[Items from a labeling collection]
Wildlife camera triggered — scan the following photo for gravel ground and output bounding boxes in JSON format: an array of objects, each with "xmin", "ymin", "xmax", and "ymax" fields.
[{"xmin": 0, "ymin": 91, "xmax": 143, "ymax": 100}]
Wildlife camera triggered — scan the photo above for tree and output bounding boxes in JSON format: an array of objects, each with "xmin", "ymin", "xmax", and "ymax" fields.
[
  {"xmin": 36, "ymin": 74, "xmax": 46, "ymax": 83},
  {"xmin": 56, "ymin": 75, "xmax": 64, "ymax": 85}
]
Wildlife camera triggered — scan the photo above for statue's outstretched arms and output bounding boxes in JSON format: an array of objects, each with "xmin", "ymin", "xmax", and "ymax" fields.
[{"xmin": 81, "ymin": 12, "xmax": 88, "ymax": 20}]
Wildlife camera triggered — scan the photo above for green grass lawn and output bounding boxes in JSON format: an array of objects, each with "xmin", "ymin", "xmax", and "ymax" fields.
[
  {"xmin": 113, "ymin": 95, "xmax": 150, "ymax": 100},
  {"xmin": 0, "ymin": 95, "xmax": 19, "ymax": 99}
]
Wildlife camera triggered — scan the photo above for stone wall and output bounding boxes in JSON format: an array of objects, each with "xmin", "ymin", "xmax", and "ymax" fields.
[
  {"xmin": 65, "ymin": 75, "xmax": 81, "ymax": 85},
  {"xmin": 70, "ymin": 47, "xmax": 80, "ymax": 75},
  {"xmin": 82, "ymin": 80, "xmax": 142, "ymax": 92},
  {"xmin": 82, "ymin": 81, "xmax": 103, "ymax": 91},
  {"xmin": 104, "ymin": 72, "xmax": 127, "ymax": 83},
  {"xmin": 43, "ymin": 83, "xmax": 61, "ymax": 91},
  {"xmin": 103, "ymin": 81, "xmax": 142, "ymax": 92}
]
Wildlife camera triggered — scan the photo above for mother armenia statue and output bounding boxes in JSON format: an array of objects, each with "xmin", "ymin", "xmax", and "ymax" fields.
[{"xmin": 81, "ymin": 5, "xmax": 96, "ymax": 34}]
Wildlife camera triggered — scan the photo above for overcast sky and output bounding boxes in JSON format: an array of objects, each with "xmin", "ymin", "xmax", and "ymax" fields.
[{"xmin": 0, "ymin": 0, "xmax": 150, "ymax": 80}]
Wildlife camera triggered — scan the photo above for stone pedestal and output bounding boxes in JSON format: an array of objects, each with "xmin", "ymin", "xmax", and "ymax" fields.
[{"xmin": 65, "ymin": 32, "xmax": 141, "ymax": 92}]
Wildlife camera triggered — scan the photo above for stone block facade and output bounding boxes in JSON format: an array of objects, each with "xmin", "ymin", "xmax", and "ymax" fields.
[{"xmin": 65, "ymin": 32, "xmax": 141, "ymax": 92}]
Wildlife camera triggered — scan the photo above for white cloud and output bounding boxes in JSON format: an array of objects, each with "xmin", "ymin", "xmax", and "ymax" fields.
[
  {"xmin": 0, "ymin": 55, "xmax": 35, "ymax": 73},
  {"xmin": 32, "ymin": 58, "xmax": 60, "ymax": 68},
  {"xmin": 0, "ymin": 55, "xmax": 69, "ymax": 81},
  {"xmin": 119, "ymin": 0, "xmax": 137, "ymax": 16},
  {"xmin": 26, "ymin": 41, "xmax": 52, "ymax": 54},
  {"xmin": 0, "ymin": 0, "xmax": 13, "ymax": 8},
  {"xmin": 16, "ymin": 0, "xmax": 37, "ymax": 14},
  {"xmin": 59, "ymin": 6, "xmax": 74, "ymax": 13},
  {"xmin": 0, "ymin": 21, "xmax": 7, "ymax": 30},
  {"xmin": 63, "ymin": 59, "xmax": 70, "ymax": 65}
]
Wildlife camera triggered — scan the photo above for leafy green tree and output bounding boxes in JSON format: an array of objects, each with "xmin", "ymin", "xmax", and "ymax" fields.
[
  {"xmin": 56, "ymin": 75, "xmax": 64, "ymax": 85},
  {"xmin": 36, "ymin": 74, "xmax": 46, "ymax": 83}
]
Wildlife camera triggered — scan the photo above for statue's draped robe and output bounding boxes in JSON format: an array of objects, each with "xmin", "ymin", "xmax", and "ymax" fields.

→ **Short exercise**:
Pick out each line of the records above that contains the word "green" and copy those lines. Case counts when matching.

→ **Complete answer**:
Wildlife camera triggered — scan the photo above for green grass lawn and output bounding boxes in JSON format: an array of objects, each with "xmin", "ymin", "xmax", and "ymax" fields.
Wildlife camera triggered — scan the photo above for leafy green tree and output bounding boxes in JSON format: an array of objects, each with "xmin", "ymin", "xmax", and "ymax" fields.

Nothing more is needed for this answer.